## SET TASK 1
In the college news excerpt, who is named as the campus pastor?

Several invocations preceded Jones, including those from the Rev. Luther Felder who is the campus pastor, the Rev. Macie King, a United Methodist pastor, and Christian Methodist Episcopal Bishop Thomas Burns Sr.

Mayor Hardie Davis Jr. was among the opening speakers, touting the resiliency of the school and encouraging entering freshmen to build relationships in and out of the classroom to complement the benefits of their education.

“There’s a world out there waiting on you, and you have a responsibility to make broad relationships,” Davis said. “Not just with your classmates, but with this community, to make a mark in your generation that will never be erased.”

In her address, Jones praised the college’s recent accomplishments, including new hybrid smart classrooms, funded by grants from the city and from Bank of America; the arrival of a Women’s Golf Team, and the accreditation of the school’s Department of Business Administration by the Association of College Business Schools and Programs. Jones also offered wisdom to pupils, emphasizing fiscal and academic responsibility, saying “C’s do not earn degrees.”

## Bounding-box records

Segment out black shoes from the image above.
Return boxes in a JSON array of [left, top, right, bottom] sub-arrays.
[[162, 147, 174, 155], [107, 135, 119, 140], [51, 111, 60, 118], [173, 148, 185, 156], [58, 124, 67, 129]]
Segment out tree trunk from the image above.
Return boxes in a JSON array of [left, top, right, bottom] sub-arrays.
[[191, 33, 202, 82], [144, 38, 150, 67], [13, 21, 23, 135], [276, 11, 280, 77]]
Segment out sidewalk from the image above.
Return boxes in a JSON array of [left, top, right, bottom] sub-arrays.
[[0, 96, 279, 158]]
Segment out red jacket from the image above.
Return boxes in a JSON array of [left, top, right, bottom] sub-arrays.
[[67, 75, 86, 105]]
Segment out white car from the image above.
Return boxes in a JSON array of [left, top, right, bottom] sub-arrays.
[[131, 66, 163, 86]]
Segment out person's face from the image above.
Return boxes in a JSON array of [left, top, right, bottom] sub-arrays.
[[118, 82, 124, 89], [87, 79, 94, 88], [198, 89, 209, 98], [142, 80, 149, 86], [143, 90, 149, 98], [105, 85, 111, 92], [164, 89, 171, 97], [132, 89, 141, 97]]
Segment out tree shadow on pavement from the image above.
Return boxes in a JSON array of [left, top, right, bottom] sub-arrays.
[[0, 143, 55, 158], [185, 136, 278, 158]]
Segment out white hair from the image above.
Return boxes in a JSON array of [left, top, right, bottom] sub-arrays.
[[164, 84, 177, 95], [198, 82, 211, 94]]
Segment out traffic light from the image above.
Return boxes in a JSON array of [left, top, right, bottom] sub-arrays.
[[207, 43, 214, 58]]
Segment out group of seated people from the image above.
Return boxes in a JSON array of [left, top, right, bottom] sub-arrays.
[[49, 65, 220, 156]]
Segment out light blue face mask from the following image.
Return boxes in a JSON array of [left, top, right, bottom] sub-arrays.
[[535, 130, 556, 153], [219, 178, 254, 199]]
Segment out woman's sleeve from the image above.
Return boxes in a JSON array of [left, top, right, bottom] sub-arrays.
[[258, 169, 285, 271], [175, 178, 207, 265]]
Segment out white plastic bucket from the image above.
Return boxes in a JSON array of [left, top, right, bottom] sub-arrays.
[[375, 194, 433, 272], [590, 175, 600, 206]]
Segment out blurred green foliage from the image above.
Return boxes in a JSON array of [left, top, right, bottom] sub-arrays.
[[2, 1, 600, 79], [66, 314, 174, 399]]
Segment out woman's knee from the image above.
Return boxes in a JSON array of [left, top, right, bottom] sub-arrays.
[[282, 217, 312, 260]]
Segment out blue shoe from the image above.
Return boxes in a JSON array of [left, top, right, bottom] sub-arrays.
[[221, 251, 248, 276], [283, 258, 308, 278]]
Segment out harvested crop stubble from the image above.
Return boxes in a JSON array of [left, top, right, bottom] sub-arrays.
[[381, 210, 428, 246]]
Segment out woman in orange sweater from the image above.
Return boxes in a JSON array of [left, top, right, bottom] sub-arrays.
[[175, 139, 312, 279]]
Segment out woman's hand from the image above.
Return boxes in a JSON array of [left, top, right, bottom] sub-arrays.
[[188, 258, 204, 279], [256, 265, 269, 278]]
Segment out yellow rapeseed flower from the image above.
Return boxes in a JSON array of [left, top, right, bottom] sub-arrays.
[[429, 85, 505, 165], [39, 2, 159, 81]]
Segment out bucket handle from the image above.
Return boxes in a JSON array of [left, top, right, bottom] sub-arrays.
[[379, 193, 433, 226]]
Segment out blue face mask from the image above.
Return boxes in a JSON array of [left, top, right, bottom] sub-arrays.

## SET TASK 2
Please update the bounding-box rows, starting at the first row and ending at the line that contains "[[67, 75, 86, 105]]". In those lines, replace "Segment out" with "Outline", keep everything else the same, and return only those lines.

## EXPECTED ANSWER 1
The Rev. Luther Felder.

## EXPECTED ANSWER 2
Outline black shoes from the image above.
Return boxes in a JSON array of [left, top, right, bottom] sub-arrays.
[[162, 147, 174, 155], [107, 135, 119, 140], [51, 111, 60, 118], [173, 148, 185, 156], [58, 124, 67, 129]]
Outline tree trunk from the image above.
Return boxes in a JSON array of [left, top, right, bottom] sub-arrays.
[[191, 33, 202, 82], [144, 38, 150, 67], [13, 21, 23, 135], [276, 11, 280, 77]]
Outline sidewalk from the image above.
Return boxes in a JSON array of [left, top, right, bottom] sub-arrays.
[[0, 96, 279, 158]]
Outline red jacket from the image above.
Return boxes in a JSON array of [left, top, right, bottom] sub-arrays.
[[67, 75, 86, 105]]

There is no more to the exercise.